-------- 提供テキスト
私の曾祖父の土居音七が郷里の淡路島から大阪へ出て、独立開業した1903年以後ずっと、こんぶ土居は大阪の地で営業してきました。
当然私も、大阪生まれ大阪育ちです。
一大阪人として今の大阪を見ると、昔と比べてあまり良い状態ではないように思っています。
言ってみれば、存在感が希薄になってきているように思うのです。
古くは、東の最大都市である首都東京と比肩する西の大都会として、非常に大きな存在感がありました。
特に、1920年代から1930年代の「大大阪」の時代には、人口でも経済力でも東京を超えていたのです。
しかしそんな面影は、遠い過去のものとなったように思います。
例えば、外国人観光客が初めて日本に来る場合、東京へは行くでしょう。
では、その次はどこでしょうか。
関西に来るにしても、京都に関心を持つ人が多いと思います。
大阪は国際空港がありますから、来阪人数だけで見れば多いのかも知れませんが、特段の関心を持ってくる人が果たしてどれほどいるのか。
これは国内を考えても同じで、大阪観光の最大の目的地がユニバーサルスタジオジャパン(USJ)だったりします。
観光の最大要素が、アメリカ発祥のテーマパークとは!、なんたる文化的貧困。
しかし、これが悲しい現実です。
----------------
### 実施する作業
大阪の存在感の低下を論じた上記の文章を、最後の文の後から書き継いでください。
-------- 抽出資料
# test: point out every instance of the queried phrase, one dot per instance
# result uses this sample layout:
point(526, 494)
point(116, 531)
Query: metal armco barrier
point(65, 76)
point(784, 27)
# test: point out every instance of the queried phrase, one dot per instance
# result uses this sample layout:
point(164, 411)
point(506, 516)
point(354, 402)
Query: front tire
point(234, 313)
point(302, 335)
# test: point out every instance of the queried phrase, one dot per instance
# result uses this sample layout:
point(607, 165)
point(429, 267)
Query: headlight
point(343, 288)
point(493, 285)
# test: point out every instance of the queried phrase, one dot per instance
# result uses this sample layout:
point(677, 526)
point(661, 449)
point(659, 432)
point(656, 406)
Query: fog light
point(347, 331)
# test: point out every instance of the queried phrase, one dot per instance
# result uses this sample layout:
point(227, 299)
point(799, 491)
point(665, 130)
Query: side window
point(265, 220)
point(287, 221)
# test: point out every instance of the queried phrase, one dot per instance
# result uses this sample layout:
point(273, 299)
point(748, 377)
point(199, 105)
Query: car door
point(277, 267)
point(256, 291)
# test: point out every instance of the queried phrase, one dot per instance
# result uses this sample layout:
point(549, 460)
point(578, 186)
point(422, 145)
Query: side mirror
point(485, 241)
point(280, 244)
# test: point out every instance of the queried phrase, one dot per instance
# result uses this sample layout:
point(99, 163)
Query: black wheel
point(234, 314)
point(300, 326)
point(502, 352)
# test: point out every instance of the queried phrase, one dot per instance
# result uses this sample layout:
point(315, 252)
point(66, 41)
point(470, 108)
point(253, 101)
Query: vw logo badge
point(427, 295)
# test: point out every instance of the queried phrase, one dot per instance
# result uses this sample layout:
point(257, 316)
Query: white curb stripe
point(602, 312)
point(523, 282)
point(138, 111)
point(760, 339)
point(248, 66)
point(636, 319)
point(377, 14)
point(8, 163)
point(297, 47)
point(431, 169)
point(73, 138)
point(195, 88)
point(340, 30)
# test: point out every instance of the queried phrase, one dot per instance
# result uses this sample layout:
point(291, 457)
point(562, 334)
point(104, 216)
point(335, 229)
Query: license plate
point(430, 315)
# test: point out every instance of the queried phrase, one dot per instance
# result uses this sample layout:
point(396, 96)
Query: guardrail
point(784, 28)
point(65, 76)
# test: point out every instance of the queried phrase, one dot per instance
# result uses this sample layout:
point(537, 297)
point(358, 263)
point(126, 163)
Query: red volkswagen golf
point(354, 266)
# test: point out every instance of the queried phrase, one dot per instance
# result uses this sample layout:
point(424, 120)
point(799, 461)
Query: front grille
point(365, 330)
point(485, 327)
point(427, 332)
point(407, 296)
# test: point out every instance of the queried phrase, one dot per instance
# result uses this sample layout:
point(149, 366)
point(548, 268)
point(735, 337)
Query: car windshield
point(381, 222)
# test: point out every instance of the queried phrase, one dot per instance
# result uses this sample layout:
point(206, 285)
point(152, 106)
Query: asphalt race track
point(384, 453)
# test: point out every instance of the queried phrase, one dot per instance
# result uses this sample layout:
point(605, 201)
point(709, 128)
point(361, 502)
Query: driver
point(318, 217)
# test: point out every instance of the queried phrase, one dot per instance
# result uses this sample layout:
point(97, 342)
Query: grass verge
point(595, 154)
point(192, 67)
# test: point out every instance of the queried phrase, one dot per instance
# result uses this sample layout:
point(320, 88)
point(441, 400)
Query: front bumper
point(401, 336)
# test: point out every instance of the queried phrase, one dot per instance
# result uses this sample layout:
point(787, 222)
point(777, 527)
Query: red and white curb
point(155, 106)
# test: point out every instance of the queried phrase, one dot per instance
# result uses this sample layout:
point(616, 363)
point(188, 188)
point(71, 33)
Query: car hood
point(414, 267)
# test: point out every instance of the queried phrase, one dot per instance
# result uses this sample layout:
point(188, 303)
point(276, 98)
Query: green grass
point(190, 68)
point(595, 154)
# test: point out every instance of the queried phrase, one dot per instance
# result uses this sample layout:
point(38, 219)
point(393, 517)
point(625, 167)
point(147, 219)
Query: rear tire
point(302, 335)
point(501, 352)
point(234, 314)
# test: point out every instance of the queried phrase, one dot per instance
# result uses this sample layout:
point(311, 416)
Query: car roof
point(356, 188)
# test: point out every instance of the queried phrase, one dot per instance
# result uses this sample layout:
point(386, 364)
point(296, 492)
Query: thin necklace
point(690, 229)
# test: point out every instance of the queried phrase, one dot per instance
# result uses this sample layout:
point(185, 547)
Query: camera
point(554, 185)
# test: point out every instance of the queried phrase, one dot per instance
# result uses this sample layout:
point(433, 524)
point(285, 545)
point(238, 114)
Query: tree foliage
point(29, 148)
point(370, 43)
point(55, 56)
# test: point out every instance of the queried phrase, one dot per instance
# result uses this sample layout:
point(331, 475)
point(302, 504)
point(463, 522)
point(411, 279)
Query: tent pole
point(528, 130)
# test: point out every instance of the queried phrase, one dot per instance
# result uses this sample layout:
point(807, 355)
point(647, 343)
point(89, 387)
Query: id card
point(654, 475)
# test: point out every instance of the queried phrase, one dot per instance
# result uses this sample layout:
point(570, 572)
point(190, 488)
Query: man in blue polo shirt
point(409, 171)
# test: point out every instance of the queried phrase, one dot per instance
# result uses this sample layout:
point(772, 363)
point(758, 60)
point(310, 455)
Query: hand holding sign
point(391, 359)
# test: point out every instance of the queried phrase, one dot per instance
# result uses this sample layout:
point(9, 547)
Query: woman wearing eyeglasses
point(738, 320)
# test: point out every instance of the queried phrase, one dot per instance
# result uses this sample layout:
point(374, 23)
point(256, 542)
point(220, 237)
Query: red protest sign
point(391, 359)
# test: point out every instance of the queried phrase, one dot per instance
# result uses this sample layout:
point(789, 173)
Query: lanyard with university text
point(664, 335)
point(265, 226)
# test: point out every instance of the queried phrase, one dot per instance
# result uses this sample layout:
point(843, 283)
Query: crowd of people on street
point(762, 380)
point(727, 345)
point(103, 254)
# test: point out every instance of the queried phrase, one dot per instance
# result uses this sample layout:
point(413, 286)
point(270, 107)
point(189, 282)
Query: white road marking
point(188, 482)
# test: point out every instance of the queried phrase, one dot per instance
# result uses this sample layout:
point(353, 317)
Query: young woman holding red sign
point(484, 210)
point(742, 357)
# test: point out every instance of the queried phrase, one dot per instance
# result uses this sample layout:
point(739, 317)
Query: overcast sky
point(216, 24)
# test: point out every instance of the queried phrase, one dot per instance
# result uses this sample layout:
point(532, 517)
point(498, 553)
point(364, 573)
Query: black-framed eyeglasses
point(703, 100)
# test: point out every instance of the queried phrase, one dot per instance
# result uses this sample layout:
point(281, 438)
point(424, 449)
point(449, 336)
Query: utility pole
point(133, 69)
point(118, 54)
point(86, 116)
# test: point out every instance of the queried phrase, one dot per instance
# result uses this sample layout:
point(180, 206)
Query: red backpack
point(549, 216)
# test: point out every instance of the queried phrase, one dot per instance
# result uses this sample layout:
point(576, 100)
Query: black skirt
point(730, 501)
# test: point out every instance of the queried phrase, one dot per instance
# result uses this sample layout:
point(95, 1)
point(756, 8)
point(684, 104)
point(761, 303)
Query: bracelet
----------------
### 以下に回答
本日は、「食」の観点でもかつての輝きを失ってきているように見える我が大阪の行く末を憂い、忘れられつつある伝統食文化の価値を改めて理解していただき、未来を描くための投稿です。
テーマはタイトル通り、「大阪料理と真昆布、反撃の狼煙」です。
段落としては、以下の通り。
【食の都、とは言うけれど】、【昆布ロード】、【大阪のだし文化が特別である理由】、【ライバル不在、今こそ武器を拾え】、【立ち上がれ大阪人よ!】、【勝手にメンバーリストアップ】、【産地との連携】、【まとめ】
といった流れです。それでは。。
(※今回の内容は、食の分野でもブランディングに大成功している京都との対比の文脈が多くなっています。京都の方には不愉快な面もあるかも知れませんが、ご了承ください。)
【食の都、とは言うけれど】
大阪は「食」については、少しは特殊な存在感を発揮しているかも知れません。
「おいしいもののある街」、との認識は全国的でしょう。
これは昔からで、関西の大都市「大阪」「京都」「神戸」には、特徴を評した呼び名がありました。
「食い倒れ」「着倒れ」「履き倒れ」です。
衣類にお金を惜しまない京都人、靴などの履物にお金を惜しまない神戸人、そして食べるもので散財しがちな大阪人を、それぞれこう呼んだのです。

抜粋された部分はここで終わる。